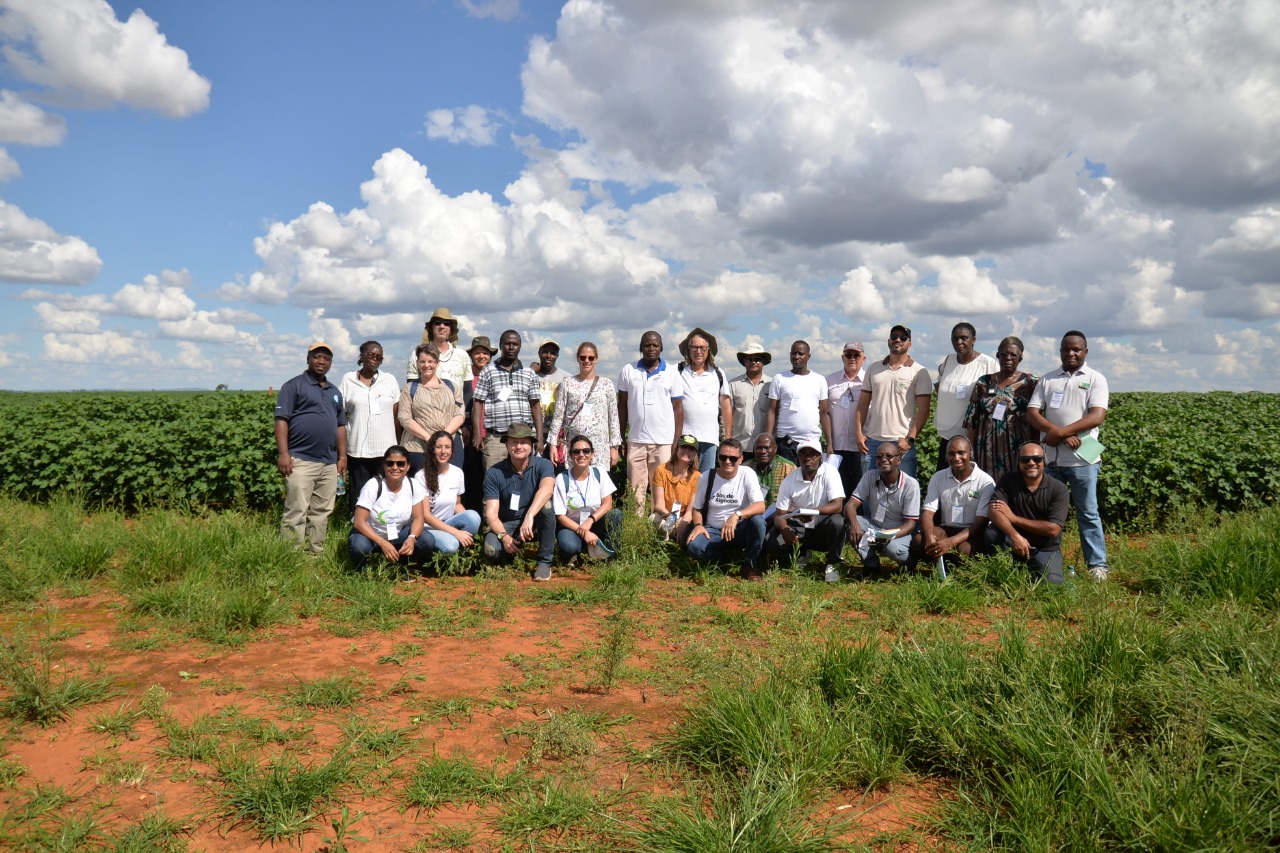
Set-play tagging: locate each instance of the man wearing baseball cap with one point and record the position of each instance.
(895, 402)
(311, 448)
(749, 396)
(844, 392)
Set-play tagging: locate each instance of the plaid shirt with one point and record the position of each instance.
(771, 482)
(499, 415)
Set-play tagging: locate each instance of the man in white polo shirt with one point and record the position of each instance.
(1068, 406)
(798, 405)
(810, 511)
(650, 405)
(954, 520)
──────
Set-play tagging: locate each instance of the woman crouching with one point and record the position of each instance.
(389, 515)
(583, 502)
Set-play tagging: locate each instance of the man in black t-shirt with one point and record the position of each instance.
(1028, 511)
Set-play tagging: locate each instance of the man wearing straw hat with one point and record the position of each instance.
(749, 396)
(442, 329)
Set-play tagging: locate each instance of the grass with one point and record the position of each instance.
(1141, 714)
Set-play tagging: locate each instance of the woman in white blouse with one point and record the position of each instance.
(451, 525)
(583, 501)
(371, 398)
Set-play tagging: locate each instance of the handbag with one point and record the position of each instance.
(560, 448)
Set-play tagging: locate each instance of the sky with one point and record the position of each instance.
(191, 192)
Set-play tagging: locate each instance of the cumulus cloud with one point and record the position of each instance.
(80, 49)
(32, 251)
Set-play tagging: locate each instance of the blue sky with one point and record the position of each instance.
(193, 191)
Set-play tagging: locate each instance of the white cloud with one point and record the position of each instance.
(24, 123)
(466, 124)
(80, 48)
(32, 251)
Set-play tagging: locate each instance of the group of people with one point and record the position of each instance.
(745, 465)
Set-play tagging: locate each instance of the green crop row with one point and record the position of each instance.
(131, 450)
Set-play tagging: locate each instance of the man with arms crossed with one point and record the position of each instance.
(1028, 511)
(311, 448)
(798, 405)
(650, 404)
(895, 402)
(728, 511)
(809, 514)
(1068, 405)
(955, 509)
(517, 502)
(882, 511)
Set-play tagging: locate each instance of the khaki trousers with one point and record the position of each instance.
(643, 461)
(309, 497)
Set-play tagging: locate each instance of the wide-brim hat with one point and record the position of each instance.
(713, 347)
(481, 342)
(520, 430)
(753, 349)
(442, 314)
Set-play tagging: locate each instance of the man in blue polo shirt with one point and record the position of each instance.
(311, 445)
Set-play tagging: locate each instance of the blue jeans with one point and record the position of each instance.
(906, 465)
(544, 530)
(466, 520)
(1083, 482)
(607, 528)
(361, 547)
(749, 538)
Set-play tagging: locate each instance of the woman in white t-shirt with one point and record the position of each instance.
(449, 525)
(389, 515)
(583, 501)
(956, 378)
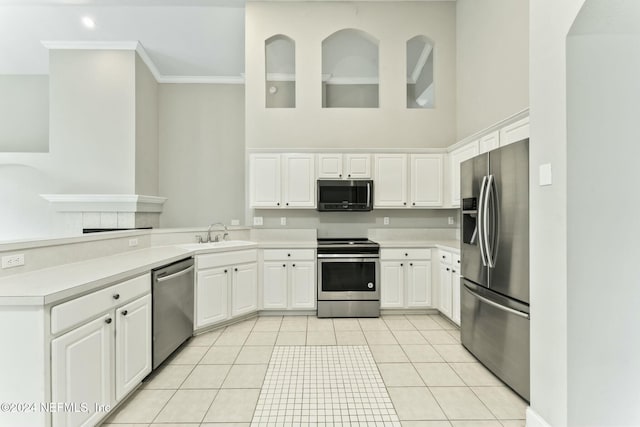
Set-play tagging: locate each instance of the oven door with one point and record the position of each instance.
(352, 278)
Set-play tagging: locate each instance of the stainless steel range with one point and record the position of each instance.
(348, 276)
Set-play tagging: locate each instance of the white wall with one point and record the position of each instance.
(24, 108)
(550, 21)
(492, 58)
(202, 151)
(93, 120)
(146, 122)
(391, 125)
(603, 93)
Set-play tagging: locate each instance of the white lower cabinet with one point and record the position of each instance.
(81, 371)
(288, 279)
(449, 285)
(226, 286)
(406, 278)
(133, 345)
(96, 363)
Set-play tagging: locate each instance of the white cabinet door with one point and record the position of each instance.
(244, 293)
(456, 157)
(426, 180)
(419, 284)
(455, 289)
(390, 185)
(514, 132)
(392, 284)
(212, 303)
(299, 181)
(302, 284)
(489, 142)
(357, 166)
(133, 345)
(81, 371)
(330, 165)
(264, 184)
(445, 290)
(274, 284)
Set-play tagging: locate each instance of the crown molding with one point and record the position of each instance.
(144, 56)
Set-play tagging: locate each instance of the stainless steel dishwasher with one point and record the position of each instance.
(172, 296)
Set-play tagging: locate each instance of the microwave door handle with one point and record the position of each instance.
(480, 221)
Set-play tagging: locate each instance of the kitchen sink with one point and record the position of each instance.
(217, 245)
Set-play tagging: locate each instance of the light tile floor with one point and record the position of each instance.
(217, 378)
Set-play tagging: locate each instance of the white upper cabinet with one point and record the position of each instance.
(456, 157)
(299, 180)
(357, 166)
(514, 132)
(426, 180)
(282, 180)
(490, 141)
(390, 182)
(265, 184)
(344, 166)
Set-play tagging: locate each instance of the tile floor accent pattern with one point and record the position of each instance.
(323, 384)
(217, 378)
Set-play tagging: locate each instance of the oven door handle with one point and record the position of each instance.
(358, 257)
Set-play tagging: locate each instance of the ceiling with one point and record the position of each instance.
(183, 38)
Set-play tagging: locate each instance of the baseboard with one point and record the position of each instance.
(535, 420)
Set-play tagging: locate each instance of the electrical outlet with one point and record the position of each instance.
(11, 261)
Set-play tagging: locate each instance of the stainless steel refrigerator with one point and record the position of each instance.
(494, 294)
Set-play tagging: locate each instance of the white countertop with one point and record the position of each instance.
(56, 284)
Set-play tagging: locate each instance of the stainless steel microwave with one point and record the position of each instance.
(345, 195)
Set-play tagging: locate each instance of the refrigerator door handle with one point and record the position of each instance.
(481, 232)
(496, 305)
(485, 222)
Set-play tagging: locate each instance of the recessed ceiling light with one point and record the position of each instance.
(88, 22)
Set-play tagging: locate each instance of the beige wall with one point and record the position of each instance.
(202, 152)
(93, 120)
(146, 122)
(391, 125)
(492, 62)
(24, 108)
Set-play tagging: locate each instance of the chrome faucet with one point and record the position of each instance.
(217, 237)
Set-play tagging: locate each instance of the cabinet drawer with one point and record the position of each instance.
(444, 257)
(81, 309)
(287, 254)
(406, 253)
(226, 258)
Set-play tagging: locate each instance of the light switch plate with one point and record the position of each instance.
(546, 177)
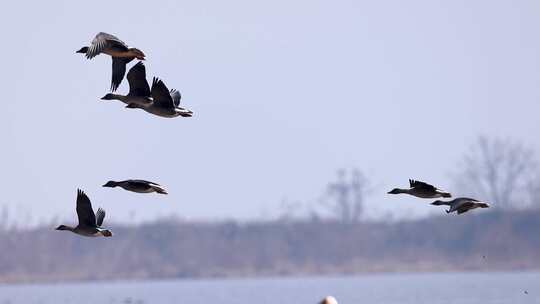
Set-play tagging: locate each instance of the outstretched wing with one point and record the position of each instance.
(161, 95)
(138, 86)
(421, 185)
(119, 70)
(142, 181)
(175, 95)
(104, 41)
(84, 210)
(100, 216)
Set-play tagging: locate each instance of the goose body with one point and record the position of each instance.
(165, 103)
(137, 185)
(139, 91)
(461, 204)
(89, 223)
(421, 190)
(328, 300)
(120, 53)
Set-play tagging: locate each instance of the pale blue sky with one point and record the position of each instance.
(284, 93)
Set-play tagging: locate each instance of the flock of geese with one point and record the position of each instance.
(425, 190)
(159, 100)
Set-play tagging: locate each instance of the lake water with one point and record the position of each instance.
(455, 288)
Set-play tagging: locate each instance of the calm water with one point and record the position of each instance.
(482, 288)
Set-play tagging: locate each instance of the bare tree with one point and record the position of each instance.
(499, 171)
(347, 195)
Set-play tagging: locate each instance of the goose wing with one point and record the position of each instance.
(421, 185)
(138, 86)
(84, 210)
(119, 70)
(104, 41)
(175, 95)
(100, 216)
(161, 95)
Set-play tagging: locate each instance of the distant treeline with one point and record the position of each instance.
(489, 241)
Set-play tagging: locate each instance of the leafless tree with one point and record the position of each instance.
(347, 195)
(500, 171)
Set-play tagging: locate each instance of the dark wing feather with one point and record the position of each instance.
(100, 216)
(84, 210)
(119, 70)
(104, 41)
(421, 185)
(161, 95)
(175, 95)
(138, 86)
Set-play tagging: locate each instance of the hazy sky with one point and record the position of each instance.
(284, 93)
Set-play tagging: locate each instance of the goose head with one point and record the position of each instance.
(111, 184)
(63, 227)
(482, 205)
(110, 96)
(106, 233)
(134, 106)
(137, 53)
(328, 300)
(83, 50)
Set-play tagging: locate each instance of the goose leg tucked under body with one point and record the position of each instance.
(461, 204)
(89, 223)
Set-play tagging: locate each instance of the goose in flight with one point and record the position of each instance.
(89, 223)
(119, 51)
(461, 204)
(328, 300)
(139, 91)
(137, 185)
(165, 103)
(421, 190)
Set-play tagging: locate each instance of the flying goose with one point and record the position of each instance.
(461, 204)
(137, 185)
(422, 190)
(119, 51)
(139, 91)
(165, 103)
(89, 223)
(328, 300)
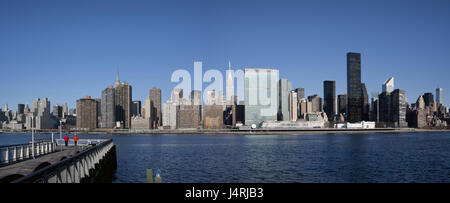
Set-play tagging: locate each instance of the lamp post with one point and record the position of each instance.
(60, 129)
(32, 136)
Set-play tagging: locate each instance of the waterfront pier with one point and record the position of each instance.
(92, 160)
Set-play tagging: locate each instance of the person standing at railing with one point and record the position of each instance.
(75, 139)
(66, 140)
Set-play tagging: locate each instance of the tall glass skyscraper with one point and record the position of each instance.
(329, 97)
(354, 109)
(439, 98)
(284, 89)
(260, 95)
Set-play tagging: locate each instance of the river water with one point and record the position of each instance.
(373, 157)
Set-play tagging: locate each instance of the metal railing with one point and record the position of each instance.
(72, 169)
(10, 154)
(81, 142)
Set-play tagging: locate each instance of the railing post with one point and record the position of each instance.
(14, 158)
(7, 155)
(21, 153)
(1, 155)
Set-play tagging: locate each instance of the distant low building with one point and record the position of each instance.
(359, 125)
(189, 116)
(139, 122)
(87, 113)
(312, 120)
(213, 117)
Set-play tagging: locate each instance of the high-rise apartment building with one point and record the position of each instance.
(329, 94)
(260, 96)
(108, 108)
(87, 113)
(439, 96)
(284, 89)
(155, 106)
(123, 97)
──────
* [DIRECTIVE]
Select every line of the material that contains the string "wearing", treating uppercase and lowercase as different.

* [EXERCISE RESPONSE]
Set-play tagging: locate each instance of the man wearing baseball cap with one point and record the position of each instance.
Set-play tagging: locate each instance of the man wearing straw hat with one point and record the position of each instance.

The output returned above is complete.